The FAA will soon relax the rules governing the use of personal electronic devices at low altitudes, The Wall Street Journal reported on Friday. The revised rules may allow users to use iPads and other devices during taxiing, takeoffs, and landings.

Devices like e-readers may see the rules relaxed to the point where they are usable throughout a flight. However, cell phones are expected to remain off limits, as the commission tasked with examining the issue was not cleared to look at the use of phones.

According to airline industry research, roughly a third of airline passengers reported that, at least once, they left a device active throughout a flight.

Airliners that pass rigorous testing would be permitted to allow passengers "expanded gate to gate use" of personal electronic devices, according to the FAA's draft rules. That would mean that passengers would at no time have to deactivate their devices.

The rule change may also result in different safety announcements regarding gadgets before a flight. Planes with limited protection from device interference would be asked to power down their devices until given the all-clear, as is the case in flights now. Those with medium protection would allow certain devices like e-readers to be left on from gate to gate, and those with high protection would have an announcement alerting passengers that the aircraft tolerates emissions from electrical devices for all phases of flight.

Set problem 1:
Translate this sentence from the article about in-flight device rules into Spanish: "That would mean that passengers would at no time have to deactivate their devices."
Set problem 2:
Set down word for word the passage of the article about in-flight device rules that runs from "Airliners that pass" to "phases of flight.".
Set problem 3:
Name every level of protection from device interference that planes may have according to the article about in-flight device rules.
Rely only on the article about in-flight device rules, not on the data.

Provided records:
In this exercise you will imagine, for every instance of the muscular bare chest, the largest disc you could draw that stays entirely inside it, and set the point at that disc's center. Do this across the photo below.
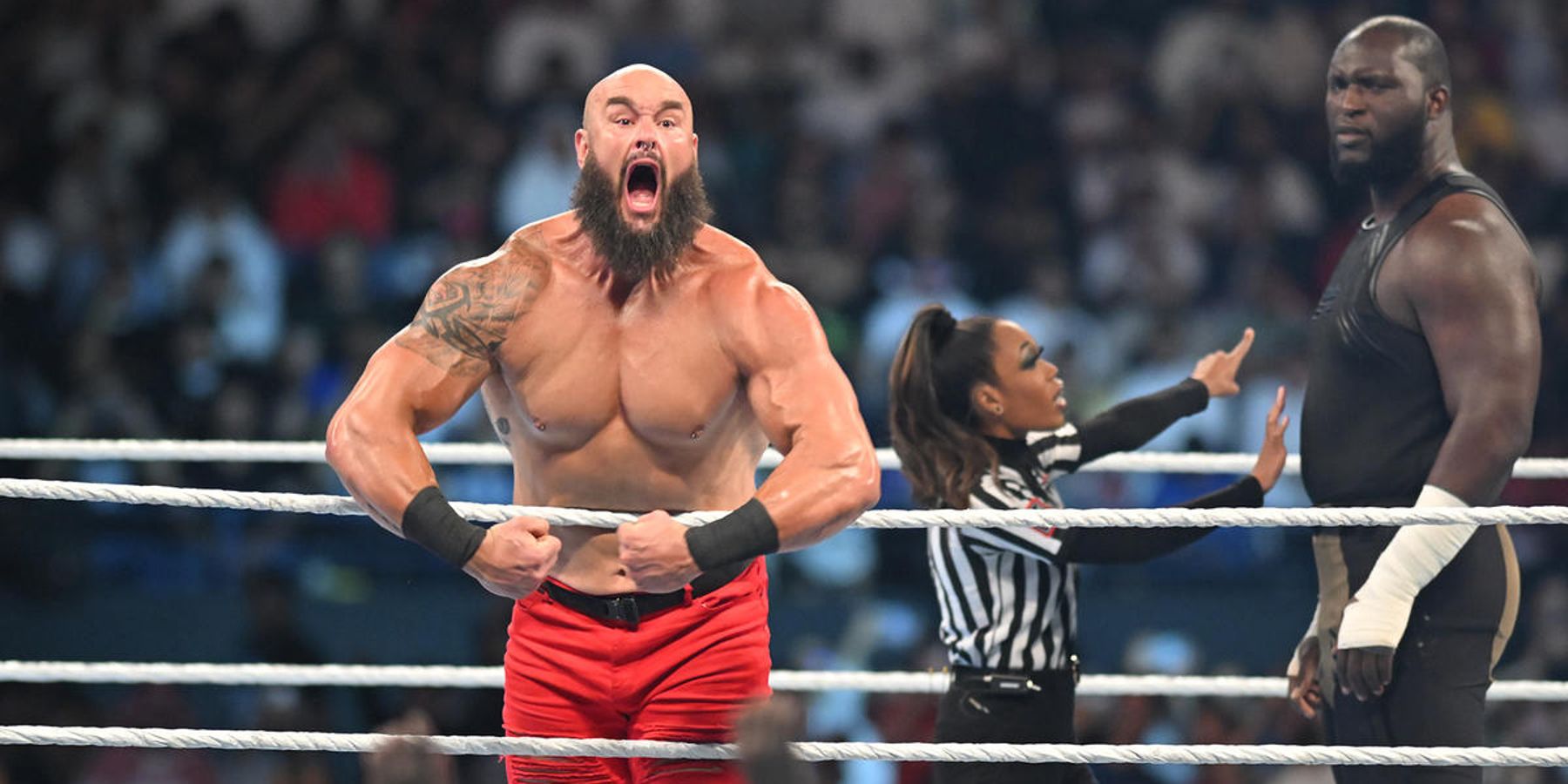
(579, 370)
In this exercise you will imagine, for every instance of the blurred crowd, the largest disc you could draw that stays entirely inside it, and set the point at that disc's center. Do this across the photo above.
(213, 211)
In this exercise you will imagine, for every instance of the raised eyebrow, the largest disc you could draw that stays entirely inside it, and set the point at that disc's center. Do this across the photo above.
(623, 101)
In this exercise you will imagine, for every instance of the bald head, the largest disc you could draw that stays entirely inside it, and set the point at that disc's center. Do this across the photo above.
(1411, 41)
(634, 85)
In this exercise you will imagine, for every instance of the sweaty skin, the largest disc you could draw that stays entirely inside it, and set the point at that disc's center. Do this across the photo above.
(1462, 276)
(617, 394)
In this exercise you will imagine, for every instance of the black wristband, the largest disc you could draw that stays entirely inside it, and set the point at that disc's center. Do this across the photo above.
(435, 525)
(744, 533)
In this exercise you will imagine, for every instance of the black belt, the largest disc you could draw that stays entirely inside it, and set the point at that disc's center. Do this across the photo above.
(1015, 681)
(627, 609)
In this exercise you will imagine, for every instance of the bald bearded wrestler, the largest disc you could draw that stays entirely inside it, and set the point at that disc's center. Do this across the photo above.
(632, 358)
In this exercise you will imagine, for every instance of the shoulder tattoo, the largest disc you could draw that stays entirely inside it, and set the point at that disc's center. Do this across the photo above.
(470, 308)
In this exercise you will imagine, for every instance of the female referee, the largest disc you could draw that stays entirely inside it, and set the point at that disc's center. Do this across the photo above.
(979, 422)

Exercise solution 1:
Eso significaría que los pasajeros en ningún momento tendrían que desactivar sus dispositivos.

Exercise solution 2:
Airliners that pass rigorous testing would be permitted to allow passengers "expanded gate to gate use" of personal electronic devices, according to the FAA's draft rules. That would mean that passengers would at no time have to deactivate their devices.

The rule change may also result in different safety announcements regarding gadgets before a flight. Planes with limited protection from device interference would be asked to power down their devices until given the all-clear, as is the case in flights now. Those with medium protection would allow certain devices like e-readers to be left on from gate to gate, and those with high protection would have an announcement alerting passengers that the aircraft tolerates emissions from electrical devices for all phases of flight.

Exercise solution 3:
- limited
- medium
- high